## [CONSIGNE 1]
Dans l'extrait sur l'antisémitisme et l'antiracisme, avec quelle chercheuse l'entretien signalé à la fin a-t-il été mené ?
## [CONSIGNE 2]
Transcrivez à l'identique le passage de l'extrait sur l'antisémitisme et l'antiracisme qui s'ouvre sur les mots contenant « Ce faisant, votre » et se termine par « lit des persécutions. ».

*** EXTRAIT DE PAGE

5. Vous avez surtout commis une faute historique en isolant la lutte contre l’antisémitisme des autres vigilances antiracistes. Comme s’il fallait la mettre à part, la sacraliser et la différencier. Comme s’il y avait une hiérarchie dans le crime contre l’humanité, le crime européen de génocide l’emportant sur d’autres crimes européens, esclavagistes ou coloniaux. Comme si le souvenir de ce seul crime monstrueux devait amoindrir l’indignation, voire simplement la vigilance, vis-à-vis d’autres crimes, de guerre ceux-là, commis aujourd’hui même. Et ceci au nom de l’origine de ceux qui les commettent, brandie à la façon d’une excuse absolutoire alors même, vous le savez bien, que l’origine, la naissance ou l’appartenance, quelles qu’elles soient, ne protègent de rien, et certainement pas des folies humaines.

Ce faisant, votre premier ministre et vous-même n’avez pas seulement encouragé une détestable concurrence des victimes, au lieu des causes communes qu’il faudrait initier et promouvoir. Vous avez aussi témoigné d’un antiracisme fort oublieux et très infidèle. Car il ne suffit pas de se souvenir du crime commis contre les juifs. Encore faut-il avoir appris et savoir transmettre la leçon léguée par l’engrenage qui y a conduit : cette lente accoutumance à la désignation de boucs émissaires, essentialisés, caricaturés et calomniés dans un brouet idéologique d’ignorance et de défiance qui fit le lit des persécutions.

Or comment ne pas voir qu’aujourd’hui, dans l’ordinaire de notre société, ce sont d’abord nos compatriotes d’origine, de culture ou de croyance musulmane qui occupent cette place peu enviable ? Et comment ne pas comprendre qu’à trop rester indifférents ou insensibles à leur sort, ce lot quotidien de petites discriminations et de grandes détestations, nous habituons notre société tout entière à des exclusions en chaîne, tant le racisme fonctionne à la manière d’une poupée gigogne, des Arabes aux Roms, des Juifs aux Noirs, et ainsi de suite jusqu’aux homosexuels et autres prétendus déviants ?

Ne s’attarder qu’à la résurgence de l’antisémitisme, c’est dresser une barrière immensément fragile face au racisme renaissant. Le Front national deviendrait-il soudain fréquentable parce qu’il aurait, selon les mots de son vice-président, fait« sauter le verrou idéologique de l’antisémitisme » afin de « libérer le reste » ? L’ennemi de l’extrême droite, confiait à Mediapart la chercheuse qui a recueilli cette confidence de Louis Aliot, « n’est plus le Juif mais le Français musulman » (lire ici notre entretien avec Valérie Igounet).

******
*** LIGNES AFFICHÉES

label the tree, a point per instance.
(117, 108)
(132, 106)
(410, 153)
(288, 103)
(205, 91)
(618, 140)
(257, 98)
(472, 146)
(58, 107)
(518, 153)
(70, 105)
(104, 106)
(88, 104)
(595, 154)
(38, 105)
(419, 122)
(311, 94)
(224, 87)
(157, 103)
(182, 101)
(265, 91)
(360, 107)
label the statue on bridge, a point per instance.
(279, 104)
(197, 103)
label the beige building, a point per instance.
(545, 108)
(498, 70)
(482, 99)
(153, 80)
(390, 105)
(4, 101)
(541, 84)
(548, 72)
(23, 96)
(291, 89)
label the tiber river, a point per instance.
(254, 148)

******
*** LIGNES AFFICHÉES

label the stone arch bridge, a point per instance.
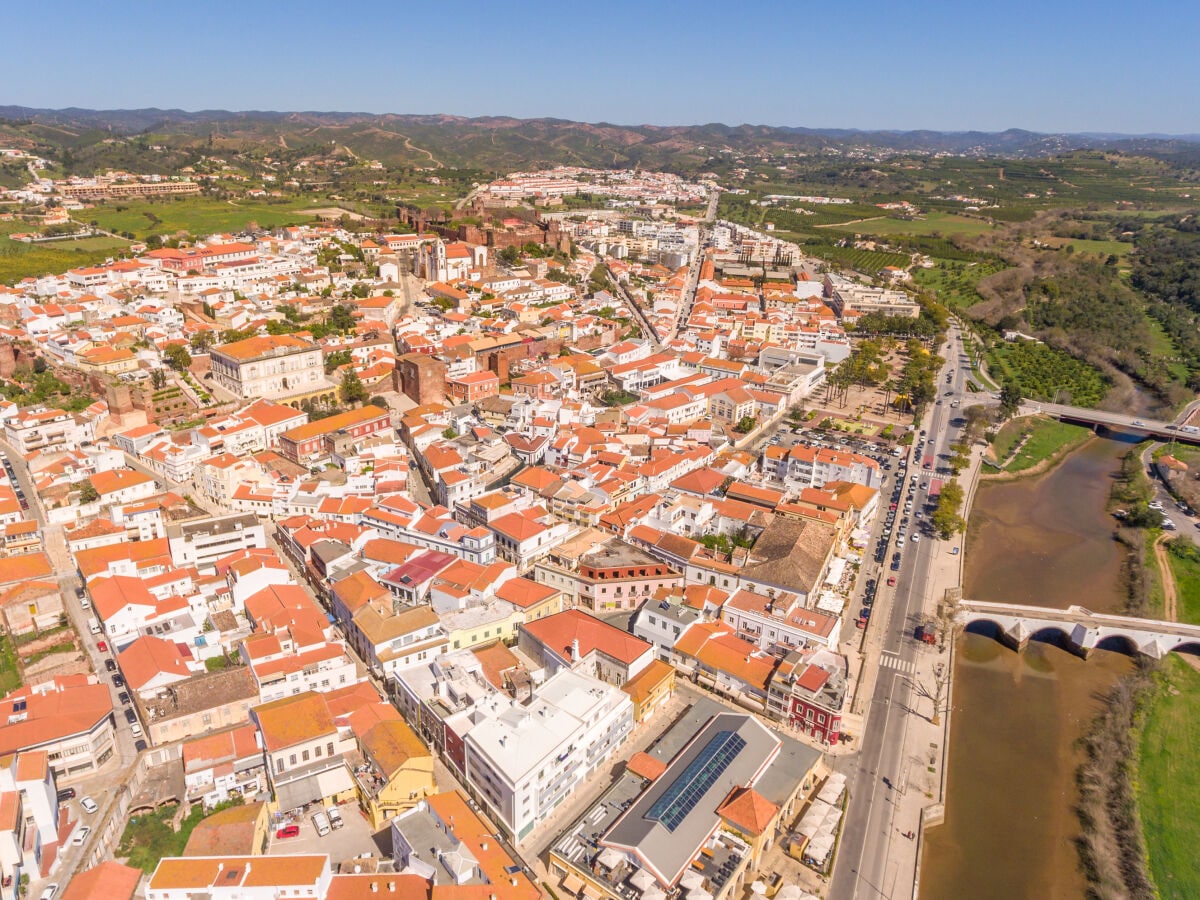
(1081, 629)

******

## [RÉPONSE COMPLÈTE 1]
Valérie Igounet.

## [RÉPONSE COMPLÈTE 2]
Ce faisant, votre premier ministre et vous-même n’avez pas seulement encouragé une détestable concurrence des victimes, au lieu des causes communes qu’il faudrait initier et promouvoir. Vous avez aussi témoigné d’un antiracisme fort oublieux et très infidèle. Car il ne suffit pas de se souvenir du crime commis contre les juifs. Encore faut-il avoir appris et savoir transmettre la leçon léguée par l’engrenage qui y a conduit : cette lente accoutumance à la désignation de boucs émissaires, essentialisés, caricaturés et calomniés dans un brouet idéologique d’ignorance et de défiance qui fit le lit des persécutions.